#### [Quoted passage]
--------

Read our four-star review of Next to Normal, starring Caissie Levy and Trevor Dion Nicholas, now in performances at the Donmar Warehouse to 7 October.

Marianka Swain
Marianka Swain

Embrace the pain. Tom Kitt and Brian Yorkey’s Tony and Pulitzer-winning chamber musical, which has finally reached the UK 15 years after its momentous Off-Broadway debut, really puts you through the wringer in its raw depiction of mental illness and family disconnection. But this courageous and deeply moving piece provides ecstasy as well as agony, light as well as darkness.

Next to Normal centres on Diana Goodman, who was diagnosed with bipolar disorder – but, as her latest therapist freely admits, it’s not an exact science. She might actually be closer to schizophrenia, or caught in a vicious cycle of grief, anxiety and depression.

The big question is how she should treat her psychosis. Medication just numbs her (one doctor triumphantly labels that “stable”) – although that might be preferable for her exhausted family. It’s terrifying for us, too, to be plunged into her manic episodes and startlingly real hallucinations in Michael Longhurst’s effectively intimate, achingly empathetic Donmar production.

Long-suffering husband Dan still hopes they’ll find a fix – but is he really a loyal saviour, or is that desire for a “perfect” life selfish and delusional? Meanwhile their tightly wound, Red Bull-slugging daughter Natalie is introduced to the twin pleasures of weed and jazz by new boyfriend Henry – demonstrating that no one is “normal”, and everyone is medicated to a degree. Diana deserves support, not ostracisation.

This could all be relentlessly bleak. However, the inventive score gives us welcome tonal shifts – from heart-pounding rock opera (shades of RENT and Spring Awakening) to a wistful waltz or a vivid black-comic set-piece. When Diana’s therapist showers her with meds, the lab coat-wearing cast leap out of the fridge, shaking pill bottles like maracas. The lyrics are too explicit though; you long for a tad more subtext.

--------

#### [What you are asked to do]
Please transcribe the full Next to Normal review word for word. The entries that come next have no connection to the review.

(Source records)

--------

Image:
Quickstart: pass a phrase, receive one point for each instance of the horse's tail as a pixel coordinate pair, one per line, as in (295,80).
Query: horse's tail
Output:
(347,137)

--------

#### [Answer to the problem]
Read our four-star review of Next to Normal, starring Caissie Levy and Trevor Dion Nicholas, now in performances at the Donmar Warehouse to 7 October.

Marianka Swain
Marianka Swain

Embrace the pain. Tom Kitt and Brian Yorkey’s Tony and Pulitzer-winning chamber musical, which has finally reached the UK 15 years after its momentous Off-Broadway debut, really puts you through the wringer in its raw depiction of mental illness and family disconnection. But this courageous and deeply moving piece provides ecstasy as well as agony, light as well as darkness.

Next to Normal centres on Diana Goodman, who was diagnosed with bipolar disorder – but, as her latest therapist freely admits, it’s not an exact science. She might actually be closer to schizophrenia, or caught in a vicious cycle of grief, anxiety and depression.

The big question is how she should treat her psychosis. Medication just numbs her (one doctor triumphantly labels that “stable”) – although that might be preferable for her exhausted family. It’s terrifying for us, too, to be plunged into her manic episodes and startlingly real hallucinations in Michael Longhurst’s effectively intimate, achingly empathetic Donmar production.

Long-suffering husband Dan still hopes they’ll find a fix – but is he really a loyal saviour, or is that desire for a “perfect” life selfish and delusional? Meanwhile their tightly wound, Red Bull-slugging daughter Natalie is introduced to the twin pleasures of weed and jazz by new boyfriend Henry – demonstrating that no one is “normal”, and everyone is medicated to a degree. Diana deserves support, not ostracisation.

This could all be relentlessly bleak. However, the inventive score gives us welcome tonal shifts – from heart-pounding rock opera (shades of RENT and Spring Awakening) to a wistful waltz or a vivid black-comic set-piece. When Diana’s therapist showers her with meds, the lab coat-wearing cast leap out of the fridge, shaking pill bottles like maracas. The lyrics are too explicit though; you long for a tad more subtext.